*Spatial localization data*.
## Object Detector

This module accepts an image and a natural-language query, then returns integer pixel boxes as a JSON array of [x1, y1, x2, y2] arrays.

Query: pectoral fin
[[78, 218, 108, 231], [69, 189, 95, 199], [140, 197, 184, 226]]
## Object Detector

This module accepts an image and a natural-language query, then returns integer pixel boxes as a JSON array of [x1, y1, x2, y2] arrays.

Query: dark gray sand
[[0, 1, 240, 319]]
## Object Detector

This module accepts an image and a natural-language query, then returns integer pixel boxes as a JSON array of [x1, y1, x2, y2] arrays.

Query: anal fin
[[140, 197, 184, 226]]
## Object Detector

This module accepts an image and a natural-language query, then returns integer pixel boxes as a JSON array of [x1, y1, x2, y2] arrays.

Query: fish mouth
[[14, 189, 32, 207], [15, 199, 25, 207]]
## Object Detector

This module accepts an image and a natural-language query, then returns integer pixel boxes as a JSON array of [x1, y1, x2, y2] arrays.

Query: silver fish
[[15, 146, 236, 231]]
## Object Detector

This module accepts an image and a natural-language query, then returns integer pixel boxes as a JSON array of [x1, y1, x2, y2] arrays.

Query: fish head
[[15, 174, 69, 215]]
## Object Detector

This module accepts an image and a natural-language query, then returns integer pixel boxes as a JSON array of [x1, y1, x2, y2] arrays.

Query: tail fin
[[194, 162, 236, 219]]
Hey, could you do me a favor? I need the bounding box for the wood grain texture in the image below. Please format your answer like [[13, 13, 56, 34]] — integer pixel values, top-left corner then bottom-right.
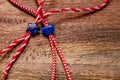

*Exercise requirements*.
Keep every word of the records exact as you write them out, but drop the pictures.

*Answer for the task*.
## Object Detector

This module accepts an image and a natural-language query, then returns integer pixel boxes as a JSON array of [x1, y1, x2, y2] arrays.

Query: pectoral fin
[[78, 218, 108, 231], [69, 189, 95, 199], [140, 197, 184, 226]]
## Object Detector

This module accepts an image and a natural-language query, then returns integer pixel boxes as a JSON array of [x1, y1, x2, y2] arrays.

Query: dark gray sand
[[0, 1, 240, 319]]
## Object Detector

This module accepts an image and a natural-language query, then returns integer pixel boxes as a JSON array of [x1, y1, x2, y2] arrays.

Query: anal fin
[[140, 197, 184, 226]]
## Object Detector

This module accepts an image and a natural-language query, then returns integer pixel boxes as a JSON array of [x1, y1, x2, y2] arrays.

Query: fish mouth
[[14, 189, 32, 207], [15, 199, 25, 207]]
## Object Detector

This module accepts an image and a natural-language query, then returns integer pixel boxes as a JSON array of [x1, y1, x2, y2] arrays.

Query: silver fish
[[15, 146, 236, 231]]
## Object Detector

This module accepts an image and a natural-language query, then returns integer pixel boxes as a JSON array of [x1, y1, x2, y2] arrays.

Query: fish head
[[15, 174, 69, 215]]
## Object Detector

This module accepts an image and a natural-language query, then returns integer pixel boxes as a JSON array of [x1, y1, x2, y2] arrays.

Query: tail fin
[[194, 162, 236, 219]]
Hey, could you do me a favor? I need the bounding box for the wood grain texture in the image below. Please format your answer like [[13, 13, 56, 34]] — integer pixel values, top-left corner then bottom-right.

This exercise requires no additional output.